> _WRITTEN REQUEST_
Count the lines in the records below that include the word "building", and reply with the number alone.

--- begin DATA SUPPLIED ---

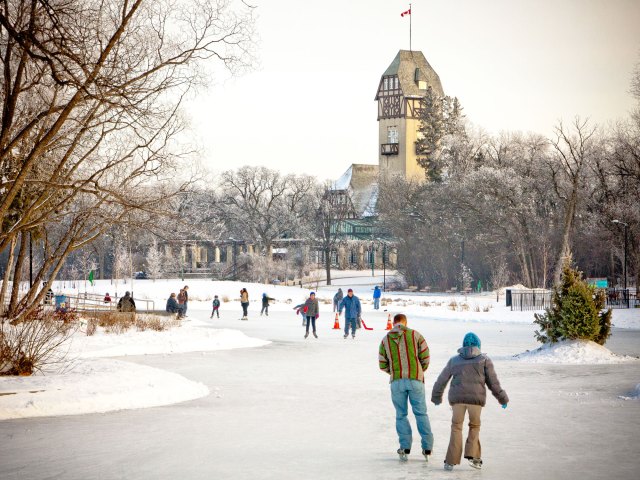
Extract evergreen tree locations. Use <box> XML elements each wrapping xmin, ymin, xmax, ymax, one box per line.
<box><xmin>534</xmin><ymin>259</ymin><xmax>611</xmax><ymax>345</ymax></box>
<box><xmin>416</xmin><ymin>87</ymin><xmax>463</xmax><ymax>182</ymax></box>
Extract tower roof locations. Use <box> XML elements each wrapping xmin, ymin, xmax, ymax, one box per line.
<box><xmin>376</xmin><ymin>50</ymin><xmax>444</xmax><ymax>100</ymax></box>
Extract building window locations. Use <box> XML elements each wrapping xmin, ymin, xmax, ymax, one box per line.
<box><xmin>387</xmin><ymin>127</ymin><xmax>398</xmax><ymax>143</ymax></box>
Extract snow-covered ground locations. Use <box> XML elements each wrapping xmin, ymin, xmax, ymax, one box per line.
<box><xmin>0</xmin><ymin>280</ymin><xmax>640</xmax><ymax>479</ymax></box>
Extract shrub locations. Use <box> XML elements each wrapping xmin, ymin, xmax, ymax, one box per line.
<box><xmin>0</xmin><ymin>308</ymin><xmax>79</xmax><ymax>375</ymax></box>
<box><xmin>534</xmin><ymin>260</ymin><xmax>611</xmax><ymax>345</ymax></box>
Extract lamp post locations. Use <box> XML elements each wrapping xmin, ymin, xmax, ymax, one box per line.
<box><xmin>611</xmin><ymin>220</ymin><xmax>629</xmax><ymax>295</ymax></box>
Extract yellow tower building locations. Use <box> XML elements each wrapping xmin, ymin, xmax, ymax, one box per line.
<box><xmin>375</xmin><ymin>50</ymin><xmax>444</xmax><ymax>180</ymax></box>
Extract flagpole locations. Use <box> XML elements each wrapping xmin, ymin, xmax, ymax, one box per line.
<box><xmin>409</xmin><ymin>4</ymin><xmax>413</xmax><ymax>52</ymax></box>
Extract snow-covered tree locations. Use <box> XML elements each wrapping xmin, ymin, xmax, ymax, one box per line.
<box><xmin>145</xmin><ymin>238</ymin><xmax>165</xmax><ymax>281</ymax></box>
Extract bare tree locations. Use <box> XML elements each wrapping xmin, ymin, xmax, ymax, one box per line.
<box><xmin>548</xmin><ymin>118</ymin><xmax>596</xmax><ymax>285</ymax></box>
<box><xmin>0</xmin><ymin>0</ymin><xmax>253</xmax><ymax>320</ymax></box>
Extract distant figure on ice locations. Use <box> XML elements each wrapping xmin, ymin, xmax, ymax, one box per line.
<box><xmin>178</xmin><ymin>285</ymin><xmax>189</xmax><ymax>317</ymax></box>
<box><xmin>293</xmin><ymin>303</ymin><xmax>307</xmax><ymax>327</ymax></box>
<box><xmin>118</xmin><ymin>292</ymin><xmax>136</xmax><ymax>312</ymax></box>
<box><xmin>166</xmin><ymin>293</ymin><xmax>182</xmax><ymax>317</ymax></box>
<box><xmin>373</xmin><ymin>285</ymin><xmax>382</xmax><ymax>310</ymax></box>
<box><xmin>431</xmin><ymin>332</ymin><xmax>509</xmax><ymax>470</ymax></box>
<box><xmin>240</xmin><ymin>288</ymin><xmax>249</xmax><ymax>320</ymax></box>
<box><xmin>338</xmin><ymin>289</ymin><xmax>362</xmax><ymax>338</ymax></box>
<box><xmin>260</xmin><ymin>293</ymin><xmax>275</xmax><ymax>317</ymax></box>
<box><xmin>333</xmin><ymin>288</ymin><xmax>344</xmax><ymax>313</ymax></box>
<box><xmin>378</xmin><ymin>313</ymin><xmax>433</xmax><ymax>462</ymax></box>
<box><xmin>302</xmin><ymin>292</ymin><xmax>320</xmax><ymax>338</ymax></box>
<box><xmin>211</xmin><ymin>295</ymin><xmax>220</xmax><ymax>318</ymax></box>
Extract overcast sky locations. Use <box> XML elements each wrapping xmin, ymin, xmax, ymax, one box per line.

--- end DATA SUPPLIED ---

> _WRITTEN SOLUTION_
2